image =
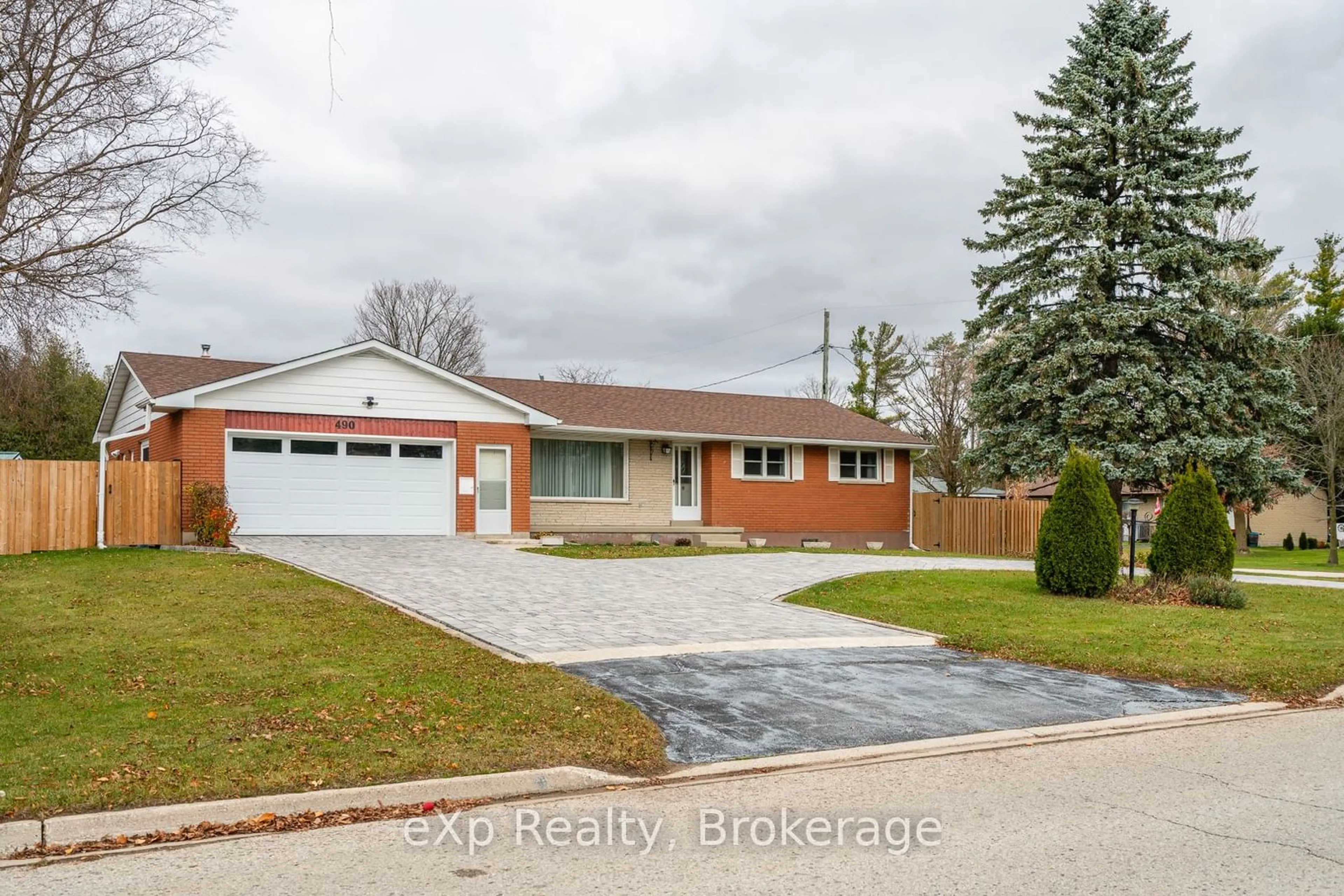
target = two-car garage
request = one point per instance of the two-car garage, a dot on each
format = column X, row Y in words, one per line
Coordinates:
column 283, row 484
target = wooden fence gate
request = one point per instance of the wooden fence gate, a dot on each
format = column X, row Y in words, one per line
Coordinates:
column 976, row 526
column 53, row 506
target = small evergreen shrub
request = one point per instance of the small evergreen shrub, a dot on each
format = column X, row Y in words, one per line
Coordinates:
column 1076, row 547
column 1211, row 592
column 1191, row 536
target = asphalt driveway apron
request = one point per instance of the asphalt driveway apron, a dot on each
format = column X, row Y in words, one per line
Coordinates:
column 766, row 703
column 704, row 648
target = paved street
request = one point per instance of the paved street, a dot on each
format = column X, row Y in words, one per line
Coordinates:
column 1252, row 806
column 561, row 611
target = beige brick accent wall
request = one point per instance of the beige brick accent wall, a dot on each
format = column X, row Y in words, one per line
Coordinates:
column 650, row 498
column 1291, row 515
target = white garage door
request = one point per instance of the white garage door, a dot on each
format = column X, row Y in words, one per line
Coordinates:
column 315, row 486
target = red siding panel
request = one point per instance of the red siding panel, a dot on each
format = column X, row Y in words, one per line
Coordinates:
column 326, row 424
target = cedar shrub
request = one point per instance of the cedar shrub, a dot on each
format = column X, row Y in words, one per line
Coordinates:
column 1080, row 531
column 1193, row 536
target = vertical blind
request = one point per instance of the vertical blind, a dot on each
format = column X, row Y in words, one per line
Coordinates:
column 573, row 469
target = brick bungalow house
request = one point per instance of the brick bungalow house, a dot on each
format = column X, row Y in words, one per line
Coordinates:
column 368, row 440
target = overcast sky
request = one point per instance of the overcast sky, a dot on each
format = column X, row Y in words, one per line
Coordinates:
column 624, row 182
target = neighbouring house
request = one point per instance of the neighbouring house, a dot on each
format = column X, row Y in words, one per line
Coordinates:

#### CHALLENGE
Reproduce the material above line for line, without any changes, and leave out the picture.

#### RIGHT ANSWER
image =
target = two-car garage
request = one point per instance of the two-car garage, a dot on each
format = column X, row Y in words, one per line
Coordinates:
column 283, row 484
target = wooden fence gate
request = one point per instance of the wooden fence gate, a dot on each
format = column X, row Y in words, one per line
Coordinates:
column 976, row 526
column 53, row 506
target = small evergreen shrub
request = one point per instance of the small evergreen shrub, a dot on each
format = column X, row Y in words, one per line
Coordinates:
column 1076, row 547
column 1211, row 592
column 1191, row 536
target = asphalt driveway apron
request = one point per instance of the asphalt driveway apron, a dot on each
format = column X, row Y in words, one per line
Coordinates:
column 766, row 703
column 704, row 648
target = paved street
request = one point per instance of the paved street, a dot on each
format = column X, row Y in words, one per line
Coordinates:
column 1252, row 806
column 561, row 611
target = beige brick accent wall
request = one point per instance of the beige brick accent wall, a dot on each
format = column X, row Y in words, one per line
Coordinates:
column 650, row 498
column 1291, row 515
target = white garage door
request = one point per instance of the white garage door, a dot on each
format = column X, row Y in words, one per line
Coordinates:
column 315, row 486
target = red siding panel
request = one point per instance of the red siding panel, a dot on each
format = column X, row Y in words, one per line
Coordinates:
column 326, row 424
target = cedar shrub
request = one point per instance of the cedar shrub, a dot on each
format = column X, row Y in words, one per line
Coordinates:
column 1080, row 531
column 1193, row 536
target = vertical blind
request = one point per instance of the vertical blind, a dot on each
format = column X, row Y in words, one per line
Coordinates:
column 573, row 469
target = brick bungalow house
request = one point per instance of the brick bungalow house, a dot on each
format = column X, row Y in words, one per line
Coordinates:
column 368, row 440
target = overcast sky
request = one point per instance of the overcast sky, a dot on each
format = column X, row Y in words, one per line
Coordinates:
column 624, row 182
target = neighbouring house
request = one point per instance of the neighbouring house, a dot on each
format = column X, row Y in words, one per line
Coordinates:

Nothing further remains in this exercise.